- **Records to process**
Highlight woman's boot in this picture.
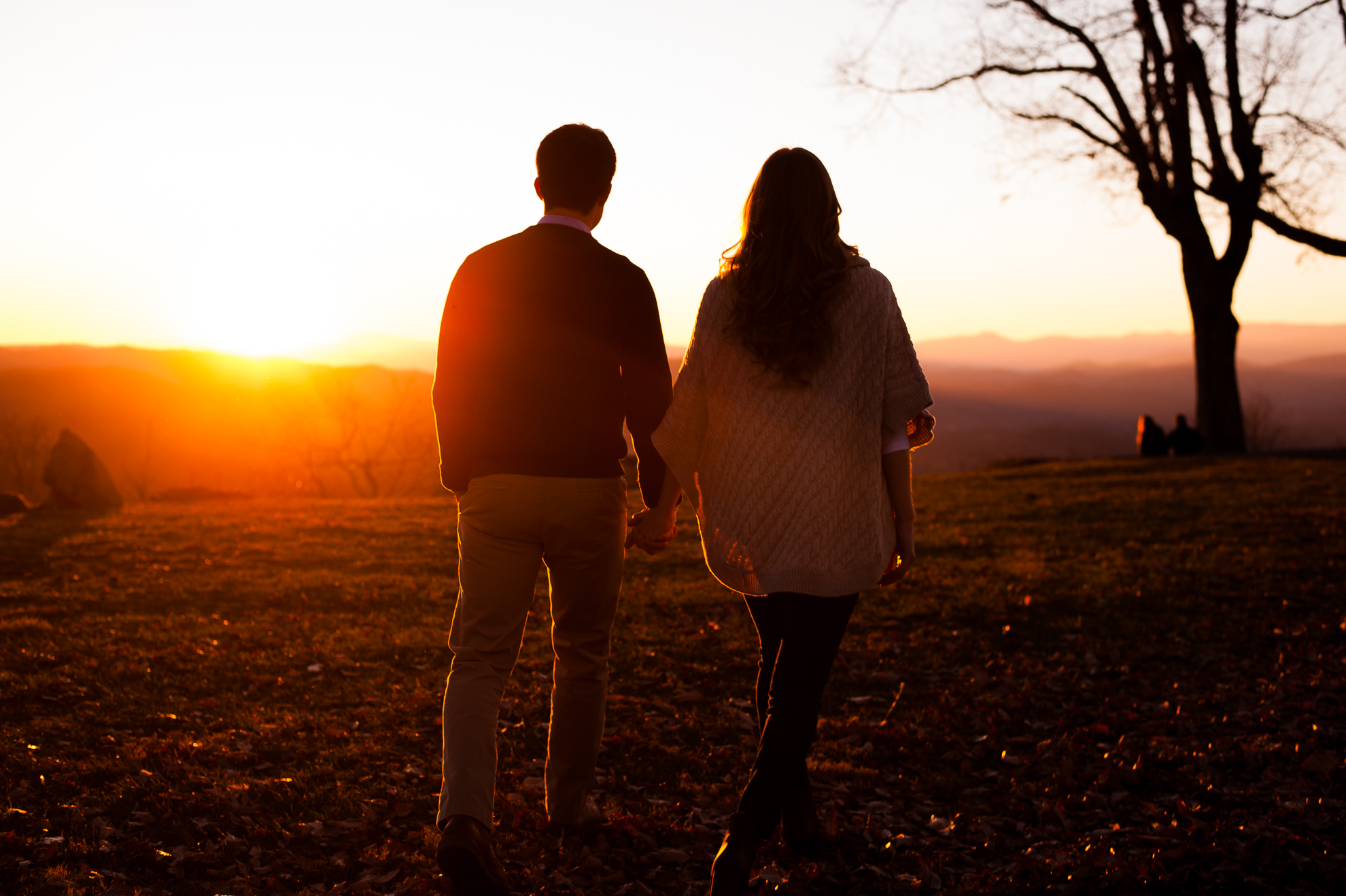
[780,783,823,859]
[710,812,762,896]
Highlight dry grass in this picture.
[0,459,1346,896]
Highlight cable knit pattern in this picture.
[653,258,934,598]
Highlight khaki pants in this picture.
[438,474,626,827]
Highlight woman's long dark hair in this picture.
[720,147,859,386]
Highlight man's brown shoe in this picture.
[435,815,514,896]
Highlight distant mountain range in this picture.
[268,323,1346,371]
[0,324,1346,496]
[916,323,1346,370]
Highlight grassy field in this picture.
[0,458,1346,896]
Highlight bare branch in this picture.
[1262,111,1346,152]
[1253,207,1346,252]
[852,65,1097,96]
[1249,0,1346,40]
[1014,111,1131,155]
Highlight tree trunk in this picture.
[1183,258,1246,453]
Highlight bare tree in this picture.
[842,0,1346,452]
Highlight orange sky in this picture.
[0,0,1346,354]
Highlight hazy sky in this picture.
[0,0,1346,354]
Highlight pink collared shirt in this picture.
[537,216,593,232]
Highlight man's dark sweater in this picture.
[435,224,673,506]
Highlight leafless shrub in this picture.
[1244,389,1287,451]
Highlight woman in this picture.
[632,148,934,896]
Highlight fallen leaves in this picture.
[0,462,1346,896]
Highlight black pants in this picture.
[739,592,859,838]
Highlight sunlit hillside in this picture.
[0,338,1346,500]
[0,346,438,500]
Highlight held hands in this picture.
[626,507,677,554]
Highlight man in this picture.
[434,124,673,896]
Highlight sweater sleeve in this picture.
[653,280,719,506]
[621,265,673,507]
[880,275,934,448]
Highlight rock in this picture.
[0,491,31,517]
[41,429,121,510]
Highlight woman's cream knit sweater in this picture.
[654,258,934,598]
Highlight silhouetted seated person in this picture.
[1136,415,1169,458]
[1169,415,1206,458]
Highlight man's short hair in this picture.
[537,124,617,213]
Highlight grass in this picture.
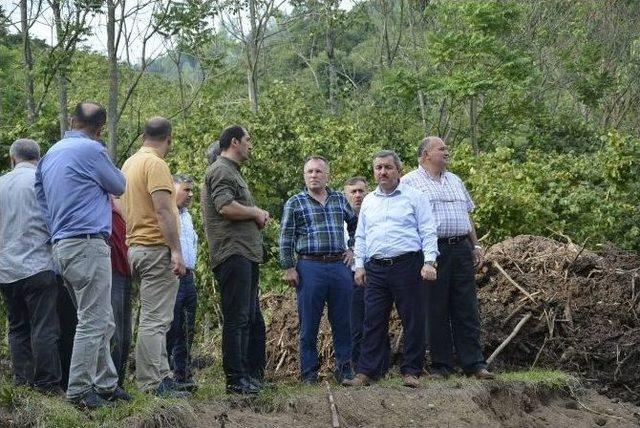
[0,363,575,428]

- **Problem statement**
Edit the records above so that "Highlight" becomes "Mark" wherever it occurs, keeping everything else the same, and omit the pictures from your answer.

- **Exercise answer**
Mark woman's boot in this picture.
[780,783,823,859]
[710,812,762,896]
Mark dry grass in this picture.
[0,459,1346,896]
Mark cable knit pattern in this picture.
[653,258,934,598]
Mark khaki pants in this picture.
[438,474,626,827]
Mark woman's long dark hair in this picture.
[720,147,859,386]
Mark man's brown shoe in this picture.
[435,815,514,896]
Mark distant mountain range in this picture.
[268,323,1346,371]
[0,324,1346,496]
[916,323,1346,370]
Mark grassy field in this picture.
[0,458,1346,896]
Mark bare branch in this picture.
[1262,111,1346,152]
[1253,207,1346,252]
[852,65,1097,96]
[1249,0,1346,40]
[1014,111,1131,155]
Mark tree trunk in this picture.
[1183,258,1246,453]
Mark bare tree in this picture.
[842,0,1346,452]
Mark orange sky in this picture.
[0,0,1346,354]
Mark hazy sky in this picture.
[0,0,1346,354]
Mark pink collared shirt in this picture.
[537,216,593,232]
Mark man's dark sweater in this picture.
[435,224,673,506]
Mark leafless shrub in this picture.
[1244,389,1287,451]
Mark woman in this picture.
[632,148,934,896]
Mark fallen leaves in this picture.
[0,462,1346,896]
Mark black pants in this picture.
[739,592,859,838]
Mark sunlit hillside in this picture.
[0,338,1346,500]
[0,346,438,500]
Mark held hands in this picture.
[626,507,677,554]
Mark man in this picture.
[434,124,673,896]
Mark sweater sleeve in this picture.
[653,280,719,506]
[621,265,673,507]
[880,275,934,448]
Mark rock in this picture.
[0,491,31,517]
[41,429,121,510]
Mark woman's cream knit sweater in this picture.
[654,258,934,598]
Mark silhouetted seated person in this picture.
[1136,415,1169,458]
[1169,415,1206,458]
Mark man's short hair in this picture.
[537,124,617,213]
Mark grass in this picture.
[0,363,575,428]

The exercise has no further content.